Task to carry out »
Reproduce the rows below word for word, omitting the pictures.

====================

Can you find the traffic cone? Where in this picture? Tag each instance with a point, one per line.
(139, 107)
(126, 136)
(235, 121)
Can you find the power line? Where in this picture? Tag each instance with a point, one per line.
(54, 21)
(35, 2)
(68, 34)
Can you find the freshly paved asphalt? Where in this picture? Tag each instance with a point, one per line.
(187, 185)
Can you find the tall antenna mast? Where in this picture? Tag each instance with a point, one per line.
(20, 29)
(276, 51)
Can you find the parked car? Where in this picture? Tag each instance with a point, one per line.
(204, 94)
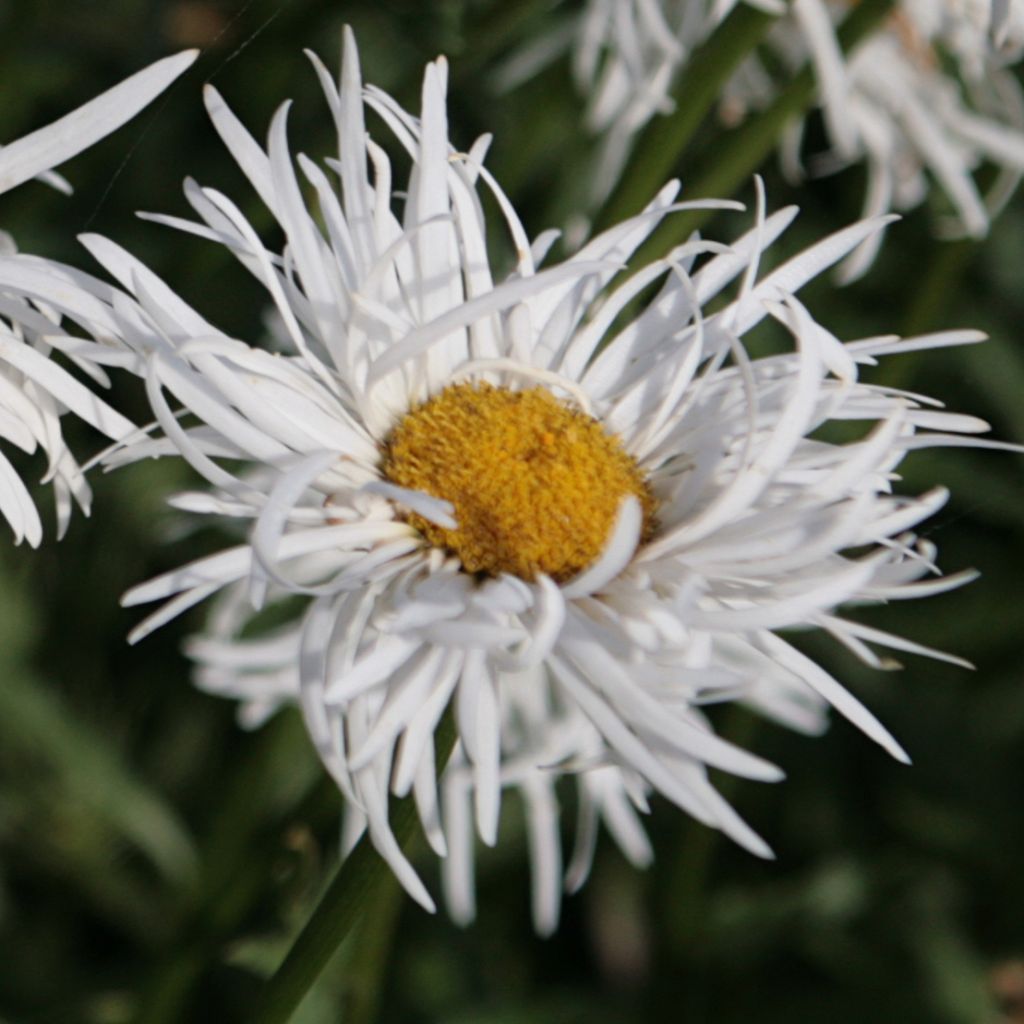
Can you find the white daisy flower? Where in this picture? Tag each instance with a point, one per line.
(505, 499)
(927, 97)
(34, 390)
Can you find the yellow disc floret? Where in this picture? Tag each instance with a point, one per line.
(535, 482)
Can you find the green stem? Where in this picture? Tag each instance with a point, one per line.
(657, 152)
(369, 962)
(239, 855)
(357, 886)
(739, 155)
(687, 880)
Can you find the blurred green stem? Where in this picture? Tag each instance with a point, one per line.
(687, 883)
(742, 152)
(239, 856)
(660, 145)
(368, 964)
(356, 891)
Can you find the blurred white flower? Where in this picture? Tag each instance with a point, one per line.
(505, 499)
(34, 390)
(925, 98)
(626, 55)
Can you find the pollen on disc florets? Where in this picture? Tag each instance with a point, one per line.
(536, 483)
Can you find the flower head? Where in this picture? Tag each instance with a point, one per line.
(512, 500)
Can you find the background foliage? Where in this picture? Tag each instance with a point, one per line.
(155, 859)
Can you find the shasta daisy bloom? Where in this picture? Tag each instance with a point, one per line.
(34, 390)
(501, 499)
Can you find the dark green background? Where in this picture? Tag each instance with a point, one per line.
(155, 859)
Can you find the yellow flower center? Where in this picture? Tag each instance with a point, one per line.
(535, 482)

====================

Solved exercise »
Can you find the traffic cone? Where in this picture? Tag each instance with a point, one per line.
(139, 107)
(126, 136)
(235, 121)
Can you find the power line? Where in this picture? Tag each instance with a point, one per line.
(54, 21)
(35, 2)
(68, 34)
Can you find the freshly paved asphalt? Where in this picture? Tag each instance with a point, one per line.
(187, 185)
Can you find the tall antenna mast? Where in this picture? Tag each instance with a point, one per line.
(20, 29)
(276, 51)
Can you find the parked car? Where in this picture? Tag each instance with a point, one per line.
(204, 94)
Can you find the white daisy flower? Where in this picture? Tag each instance with a point, one per line.
(505, 499)
(927, 97)
(34, 390)
Can you find the yellow disc floret? Where in this picture? Tag each instance with a point, one per line.
(535, 482)
Can you find the green stem? Where in this picture? Tag each instance with a point, one per line.
(657, 152)
(369, 962)
(239, 855)
(357, 886)
(739, 155)
(687, 880)
Can you find the blurred green stem? Where in this picture? Tag each instance with a point, one per line.
(687, 883)
(742, 152)
(239, 856)
(660, 145)
(368, 964)
(356, 891)
Can you find the blurred white flower? Where in this picture? Tag each instance with a point, one per line.
(505, 499)
(34, 390)
(925, 98)
(626, 55)
Can you find the pollen on disc florets? Where in this picture? Tag each instance with a point, one per line.
(536, 483)
Can you find the flower head? Where in this picture? Tag each instance with a point, one per line.
(512, 500)
Can you find the background foliage? Where in this picture? Tag each instance with a point, one per line.
(155, 859)
Can you find the shasta daisy bloom? Where in this picture? Tag each instance with a point, one per line.
(34, 390)
(501, 499)
Can you find the dark green background? Where in this picture? Tag each instance with a point, one per line.
(155, 859)
Can you find the yellow flower center? Where in this picture? Tag each instance with a point, one per line.
(535, 482)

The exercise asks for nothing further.